**EXERCISE AIM:** Can you return every one of the records below verbatim, line for line, with nothing changed or left out?

==========

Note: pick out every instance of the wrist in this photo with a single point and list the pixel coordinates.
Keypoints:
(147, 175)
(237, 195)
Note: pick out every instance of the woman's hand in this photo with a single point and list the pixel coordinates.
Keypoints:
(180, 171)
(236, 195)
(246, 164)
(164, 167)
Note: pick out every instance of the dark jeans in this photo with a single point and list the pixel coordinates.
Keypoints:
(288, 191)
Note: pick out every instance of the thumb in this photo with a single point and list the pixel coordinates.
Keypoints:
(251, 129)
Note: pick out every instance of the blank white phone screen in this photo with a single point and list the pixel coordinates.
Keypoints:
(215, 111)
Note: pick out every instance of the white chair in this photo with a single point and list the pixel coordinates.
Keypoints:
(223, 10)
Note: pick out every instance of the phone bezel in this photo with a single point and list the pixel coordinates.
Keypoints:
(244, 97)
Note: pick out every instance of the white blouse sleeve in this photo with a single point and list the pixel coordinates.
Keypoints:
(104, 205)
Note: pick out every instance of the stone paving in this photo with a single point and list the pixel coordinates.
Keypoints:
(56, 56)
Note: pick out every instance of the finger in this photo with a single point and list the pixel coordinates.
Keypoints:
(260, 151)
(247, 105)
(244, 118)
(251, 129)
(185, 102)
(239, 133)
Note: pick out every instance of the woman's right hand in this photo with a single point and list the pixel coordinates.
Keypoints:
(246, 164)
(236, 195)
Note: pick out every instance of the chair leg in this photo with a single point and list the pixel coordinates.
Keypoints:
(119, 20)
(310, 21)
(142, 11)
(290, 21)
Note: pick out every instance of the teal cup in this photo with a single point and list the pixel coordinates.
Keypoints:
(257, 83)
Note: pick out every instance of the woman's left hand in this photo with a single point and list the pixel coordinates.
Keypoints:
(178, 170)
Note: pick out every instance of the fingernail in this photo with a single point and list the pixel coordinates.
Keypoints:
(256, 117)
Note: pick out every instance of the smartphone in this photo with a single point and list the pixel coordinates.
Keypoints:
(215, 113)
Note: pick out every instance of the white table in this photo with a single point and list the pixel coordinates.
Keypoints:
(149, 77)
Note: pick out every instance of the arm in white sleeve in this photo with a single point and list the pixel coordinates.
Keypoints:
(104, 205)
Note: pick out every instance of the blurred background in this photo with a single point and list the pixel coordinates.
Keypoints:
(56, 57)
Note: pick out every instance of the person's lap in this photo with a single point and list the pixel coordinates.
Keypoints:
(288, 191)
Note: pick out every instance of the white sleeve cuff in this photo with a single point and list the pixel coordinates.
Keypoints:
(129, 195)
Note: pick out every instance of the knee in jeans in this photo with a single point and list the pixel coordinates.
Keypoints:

==========

**IN RESPONSE:**
Note: pick out every instance of the wrist in this photo with a single point and list the pixel coordinates.
Keypoints:
(147, 175)
(237, 195)
Note: pick out every instance of the woman's hand in this photo with a single point and list the pixel coordinates.
Keypoints:
(180, 171)
(236, 195)
(246, 164)
(164, 167)
Note: pick out every instance of the dark jeans in this photo with a single point and list the pixel coordinates.
Keypoints:
(288, 191)
Note: pick out every instance of the thumb in this photo with a single point and list the pixel coordinates.
Keypoints:
(251, 129)
Note: pick out every instance of the blank white phone screen in this photo with a single point and list the pixel coordinates.
Keypoints:
(215, 111)
Note: pick out every instance of the white chair in this photo with a single point and list the pixel coordinates.
Keypoints:
(223, 10)
Note: pick out every instance of the phone bezel in this photo with a single point and list the pixel coordinates.
Keypoints:
(244, 97)
Note: pick out every instance of the white blouse sleeve in this photo with a single point and list the pixel coordinates.
Keypoints:
(104, 205)
Note: pick out every instance of the stone paving in this photo with a single point and list the pixel coordinates.
Keypoints:
(56, 56)
Note: pick out every instance of the finger in this photo with a single point and list the pixel coordinates.
Keypoints:
(260, 151)
(247, 105)
(244, 118)
(251, 129)
(185, 102)
(239, 133)
Note: pick out every instance of the woman's right hand in this photo with a single point and list the pixel coordinates.
Keypoints:
(246, 164)
(236, 195)
Note: pick out every instance of the chair leg in this photo with a single point and list the pixel coordinates.
Keypoints:
(119, 20)
(310, 21)
(142, 11)
(290, 21)
Note: pick out every instance of the teal cup in this photo with a single point and list the pixel coordinates.
Keypoints:
(257, 83)
Note: pick out every instance of the woman's left hand in this photo with a single point and list the pixel coordinates.
Keypoints:
(178, 170)
Note: pick out every instance of the fingernail in this photo with a single point and list the pixel coordinates.
Keypoints:
(256, 117)
Note: pick out every instance of the smartphone in this photo with a single point and list the pixel coordinates.
Keypoints:
(215, 113)
Note: pick out every instance of the white table in this photo with a single point and list the pixel coordinates.
Keypoints:
(149, 77)
Note: pick out every instance of the arm in white sleeve in this photo with a single point and list the pixel coordinates.
Keypoints:
(104, 205)
Note: pick out every instance of the blurred background in this photo with a single point and list the pixel coordinates.
Keypoints:
(56, 57)
Note: pick out every instance of the person's lap in this photo with a single point and list the pixel coordinates.
Keypoints:
(288, 191)
Note: pick out every instance of the white sleeve cuff in this photo with a single point and list the pixel coordinates.
Keypoints:
(129, 195)
Note: pick out every instance of the knee in jeans in this photo with a single point and list the pixel coordinates.
Keypoints:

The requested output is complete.